**Aim:**
Copy the data below exactly.
— Start —
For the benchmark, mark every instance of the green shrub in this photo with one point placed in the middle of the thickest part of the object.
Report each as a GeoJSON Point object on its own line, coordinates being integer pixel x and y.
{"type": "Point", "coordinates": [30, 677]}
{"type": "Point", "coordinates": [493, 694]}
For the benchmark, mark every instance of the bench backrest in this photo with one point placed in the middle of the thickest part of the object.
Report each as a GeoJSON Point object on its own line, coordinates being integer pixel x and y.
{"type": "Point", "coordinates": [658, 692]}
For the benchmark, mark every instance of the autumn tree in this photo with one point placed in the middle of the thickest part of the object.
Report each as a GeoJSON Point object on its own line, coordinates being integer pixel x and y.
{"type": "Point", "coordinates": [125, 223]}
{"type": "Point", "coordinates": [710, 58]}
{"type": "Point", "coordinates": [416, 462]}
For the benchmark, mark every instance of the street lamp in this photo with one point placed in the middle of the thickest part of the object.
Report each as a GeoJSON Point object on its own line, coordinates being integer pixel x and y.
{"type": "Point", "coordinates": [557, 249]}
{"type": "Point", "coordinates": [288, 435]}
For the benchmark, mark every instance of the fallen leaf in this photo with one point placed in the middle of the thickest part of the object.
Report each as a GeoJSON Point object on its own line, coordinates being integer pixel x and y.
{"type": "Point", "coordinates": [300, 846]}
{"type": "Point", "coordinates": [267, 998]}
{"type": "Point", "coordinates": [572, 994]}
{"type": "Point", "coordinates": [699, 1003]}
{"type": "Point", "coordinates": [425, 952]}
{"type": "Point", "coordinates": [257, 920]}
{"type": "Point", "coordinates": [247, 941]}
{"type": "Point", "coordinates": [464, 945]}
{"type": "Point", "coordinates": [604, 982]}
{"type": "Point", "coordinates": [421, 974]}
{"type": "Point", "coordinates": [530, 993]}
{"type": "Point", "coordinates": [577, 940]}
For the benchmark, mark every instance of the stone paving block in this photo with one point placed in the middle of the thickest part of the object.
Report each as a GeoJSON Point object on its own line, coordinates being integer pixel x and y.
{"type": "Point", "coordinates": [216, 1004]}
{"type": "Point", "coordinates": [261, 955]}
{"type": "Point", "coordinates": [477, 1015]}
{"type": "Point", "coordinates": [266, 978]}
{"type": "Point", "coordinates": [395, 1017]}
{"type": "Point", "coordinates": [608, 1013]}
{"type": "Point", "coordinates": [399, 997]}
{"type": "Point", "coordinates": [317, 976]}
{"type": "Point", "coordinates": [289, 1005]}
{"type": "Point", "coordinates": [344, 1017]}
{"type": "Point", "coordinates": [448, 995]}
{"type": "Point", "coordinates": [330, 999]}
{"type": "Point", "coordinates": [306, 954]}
— End —
**Answer to the task:**
For the benchmark, mark every instance of the green shrub in this photo with one point placed in the middle of the thickest part of the object.
Report each as a GeoJSON Point object on its own line, coordinates being integer pixel x and y.
{"type": "Point", "coordinates": [30, 677]}
{"type": "Point", "coordinates": [493, 694]}
For the benchmark, mark every instance of the bench backrest in this photo with one point placed in the middle of the thickest part of the object.
Report each as a GeoJSON Point object on its own line, coordinates being integer pixel x and y.
{"type": "Point", "coordinates": [658, 692]}
For the benchmark, mark every instance of the autumn tree in this photo with one point placed in the middle of the thickest part of the object.
Report each as a GeoJSON Point object on its own line, coordinates being integer pixel x and y.
{"type": "Point", "coordinates": [125, 223]}
{"type": "Point", "coordinates": [710, 58]}
{"type": "Point", "coordinates": [416, 462]}
For the benchmark, mark every instance of the street lamp in this photo with one point placed in the middle of the thickest part of the object.
Report each as a GeoJSON Point object on its own line, coordinates being integer pixel x and y.
{"type": "Point", "coordinates": [557, 249]}
{"type": "Point", "coordinates": [288, 435]}
For the benchmark, mark every instance of the fallen leaf in this photo with one point placed in the middle of the thickest part of the object.
Report each as a GeoJSON Point object on its own line, coordinates being integer pixel x and y.
{"type": "Point", "coordinates": [300, 846]}
{"type": "Point", "coordinates": [267, 998]}
{"type": "Point", "coordinates": [572, 994]}
{"type": "Point", "coordinates": [699, 1003]}
{"type": "Point", "coordinates": [425, 952]}
{"type": "Point", "coordinates": [257, 920]}
{"type": "Point", "coordinates": [247, 941]}
{"type": "Point", "coordinates": [464, 945]}
{"type": "Point", "coordinates": [604, 982]}
{"type": "Point", "coordinates": [421, 974]}
{"type": "Point", "coordinates": [530, 993]}
{"type": "Point", "coordinates": [577, 940]}
For the benchmark, mark every instance of the stone paving block in this photo with one point placed in the middle of the thickest part of the object.
Report each as a GeoJSON Point object on its own line, coordinates being integer pixel x and y.
{"type": "Point", "coordinates": [216, 1004]}
{"type": "Point", "coordinates": [261, 955]}
{"type": "Point", "coordinates": [477, 1015]}
{"type": "Point", "coordinates": [266, 978]}
{"type": "Point", "coordinates": [395, 1017]}
{"type": "Point", "coordinates": [608, 1013]}
{"type": "Point", "coordinates": [399, 997]}
{"type": "Point", "coordinates": [317, 976]}
{"type": "Point", "coordinates": [289, 1005]}
{"type": "Point", "coordinates": [344, 1017]}
{"type": "Point", "coordinates": [448, 995]}
{"type": "Point", "coordinates": [330, 999]}
{"type": "Point", "coordinates": [306, 954]}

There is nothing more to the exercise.